EXTRAIT DU DOCUMENT
Ukraine: Moscou s'enracine dans le Sud occupé en délivrant des passeports

Cette distribution de passeports, qui se déroule également dans d'autres zones ukrainiennes sous occupation, participe de la stratégie de Moscou visant à rendre sa domination irréversible. (AFP).
Cette distribution de passeports, qui se déroule également dans d'autres zones ukrainiennes sous occupation, participe de la stratégie de Moscou visant à rendre sa domination irréversible. (AFP).
Short Url
Publié le Mardi 19 juillet 2022

Ukraine: Moscou s'enracine dans le Sud occupé en délivrant des passeports

  • Cette distribution de passeports, qui se déroule également dans d'autres zones ukrainiennes sous occupation, participe de la stratégie de Moscou visant à rendre sa domination irréversible
  • Parmi les autres mesures servant cet objectif: le paiement des salaires municipaux et des retraites en roubles, l'ouverture de lignes de train et de bus avec la péninsule de Crimée annexée en 2014, ou encore l'école en langue russe

MELITOPOL : "On attendait ça": lorsque les autorités d'occupation ont commencé à distribuer des passeports russes à Melitopol, ville du sud-est de l'Ukraine conquise par les forces de Moscou, Olessia Novitskaïa dit ne pas avoir hésité.

Relevés d'étiquetage de lieux
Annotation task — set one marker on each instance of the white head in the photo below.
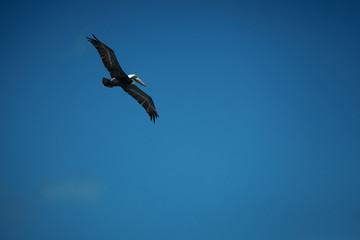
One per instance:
(134, 78)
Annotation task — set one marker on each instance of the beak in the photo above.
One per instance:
(141, 82)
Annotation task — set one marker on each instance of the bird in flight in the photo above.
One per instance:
(120, 79)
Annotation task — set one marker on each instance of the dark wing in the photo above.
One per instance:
(142, 98)
(108, 57)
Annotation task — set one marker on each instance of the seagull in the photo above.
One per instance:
(120, 79)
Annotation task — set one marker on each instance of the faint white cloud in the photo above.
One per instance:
(73, 189)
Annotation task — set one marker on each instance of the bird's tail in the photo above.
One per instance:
(107, 83)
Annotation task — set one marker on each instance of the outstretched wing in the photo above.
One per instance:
(142, 98)
(108, 57)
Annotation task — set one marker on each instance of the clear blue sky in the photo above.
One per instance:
(258, 135)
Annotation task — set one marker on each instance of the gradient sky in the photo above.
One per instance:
(258, 135)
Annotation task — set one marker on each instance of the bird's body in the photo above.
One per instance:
(120, 79)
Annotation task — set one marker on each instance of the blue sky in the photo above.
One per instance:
(258, 135)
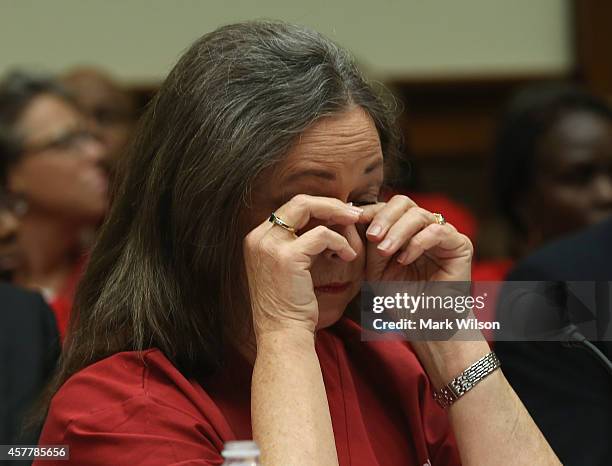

À FAIRE
A. Répondez à ces questions sur l'article consacré aux passeports russes dans le Sud occupé :
(i) En quelle monnaie sont versés les salaires municipaux et les retraites ?
(ii) Quelle péninsule, annexée en 2014, est désormais reliée par des lignes de train et de bus ?
(iii) Quelle habitante de Melitopol dit ne pas avoir hésité ?
B. Rédigez la suite de l'article sur les passeports russes dans le Sud occupé, à partir de sa dernière phrase.

RÉPONSES
A.
(i) En roubles.
(ii) La Crimée.
(iii) Olessia Novitskaïa.

B.
L'AFP a rencontré cette maquilleuse professionnelle de 31 ans dans le cadre d'un voyage de presse strictement encadré par le ministère russe de la Défense pour montrer l'accueil réservé aux occupants par la population.

Les journalistes n'étaient pas autorisés à se déplacer librement dans la ville et à aller à la rencontre des habitants sans escorte militaire russe.

C'est dans une file d'attente d'une vingtaine de personnes que Mme Novitskaïa, venue demander ses papiers russes en compagnie de ses deux fils, explique sa démarche.

"Je pense que nous allons tous vivre en Russie, donc j'ai besoin d'un passeport russe. Pour pouvoir vivre ici de manière officielle et normale", dit-elle à l'AFP, son petit dernier dans les bras.

Car les autorités d'occupation de la région de Zaporijjia, où se situe Melitopol, prévoient dès l'automne un référendum pour formaliser l'annexion par la Russie.

Après quelques semaines d'attente, Mme Novitskaïa devrait recevoir ses nouveaux papiers à l'occasion d'une cérémonie où retentira l'hymne russe et organisée dans une salle où trônera un portrait de Vladimir Poutine.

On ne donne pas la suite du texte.